### Text segment
↓

Tuesday 24 March 2015

BBY Disruptive Lunch: CBA's Kelly Bayer Rosmarin

It's sometimes easier to write about the "less" polished presentations we get at the BBY Disruptive Lunches then those that are focused and tested. Commonwealth Bank's (CBA) Kelly Bayer Rosmarin presented a cogent and polished summary of that institution's approach to disruptive technology generally and specifically to the digital client interface.

Bayer Rosmarin's engineering background was to the fore as she set limits on the subjects she was going to discuss and stuck to those parameters. Part of the charm of these lunches is the way that some of the start-ups meander through their business cases almost rethinking what they're saying as they go. I don't expect young companies to have laser sharp focus. When they do, as was the case with someone like Catapult Sports it can be riveting, but it's not always necessary. Take Pocket Book's (19  Feb 15) offering last month, that to me was notable because I got the sense the team was still discovering their capabilities and a best avenue of action.

Bayer Rosmarin sought to deal with disruptive technology and CBA through the lens of three distinct examples: Crypto Currencies, Cognitive Computing and Cyber Crime.

↑

### Material provided

↓

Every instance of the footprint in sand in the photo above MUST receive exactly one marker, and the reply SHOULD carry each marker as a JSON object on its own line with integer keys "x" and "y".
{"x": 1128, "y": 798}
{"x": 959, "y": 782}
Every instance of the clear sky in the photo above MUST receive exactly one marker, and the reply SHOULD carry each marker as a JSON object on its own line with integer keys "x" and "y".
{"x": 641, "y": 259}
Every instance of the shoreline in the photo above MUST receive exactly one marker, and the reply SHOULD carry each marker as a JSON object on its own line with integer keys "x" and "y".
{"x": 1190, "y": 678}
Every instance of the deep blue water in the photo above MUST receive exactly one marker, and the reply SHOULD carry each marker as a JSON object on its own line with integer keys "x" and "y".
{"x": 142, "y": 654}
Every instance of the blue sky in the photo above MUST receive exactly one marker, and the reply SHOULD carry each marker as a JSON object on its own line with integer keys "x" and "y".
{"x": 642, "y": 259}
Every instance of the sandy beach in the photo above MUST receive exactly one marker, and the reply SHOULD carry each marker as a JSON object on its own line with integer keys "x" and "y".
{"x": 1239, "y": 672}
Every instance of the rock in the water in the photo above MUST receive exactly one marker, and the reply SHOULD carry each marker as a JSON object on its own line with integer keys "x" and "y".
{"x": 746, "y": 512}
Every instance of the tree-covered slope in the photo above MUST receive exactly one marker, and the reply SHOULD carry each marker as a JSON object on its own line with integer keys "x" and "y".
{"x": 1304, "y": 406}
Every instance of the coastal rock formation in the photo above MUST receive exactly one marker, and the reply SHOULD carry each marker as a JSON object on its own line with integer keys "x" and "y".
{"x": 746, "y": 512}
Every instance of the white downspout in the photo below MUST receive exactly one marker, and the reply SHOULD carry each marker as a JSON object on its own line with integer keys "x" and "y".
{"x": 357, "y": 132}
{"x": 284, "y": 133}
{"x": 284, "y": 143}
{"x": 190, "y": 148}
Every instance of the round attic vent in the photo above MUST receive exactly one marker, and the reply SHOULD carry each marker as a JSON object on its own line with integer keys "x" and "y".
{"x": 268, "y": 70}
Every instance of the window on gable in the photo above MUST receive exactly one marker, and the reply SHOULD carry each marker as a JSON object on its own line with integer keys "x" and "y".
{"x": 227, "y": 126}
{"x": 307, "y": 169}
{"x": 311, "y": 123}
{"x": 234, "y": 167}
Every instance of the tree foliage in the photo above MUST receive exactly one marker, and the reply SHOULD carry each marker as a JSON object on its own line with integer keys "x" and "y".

↑

### Tasks
1: In the write-up on the BBY Disruptive Lunch, what three examples did Bayer Rosmarin use to address disruptive technology and CBA?
2: From the write-up on the BBY Disruptive Lunch, reproduce word for word the passage that opens with the words containing "BBY Disruptive Lunch: CBA's" and closes with "digital client interface.".

### Results
1: Crypto Currencies, Cognitive Computing and Cyber Crime.

2:
BBY Disruptive Lunch: CBA's Kelly Bayer Rosmarin

It's sometimes easier to write about the "less" polished presentations we get at the BBY Disruptive Lunches then those that are focused and tested. Commonwealth Bank's (CBA) Kelly Bayer Rosmarin presented a cogent and polished summary of that institution's approach to disruptive technology generally and specifically to the digital client interface.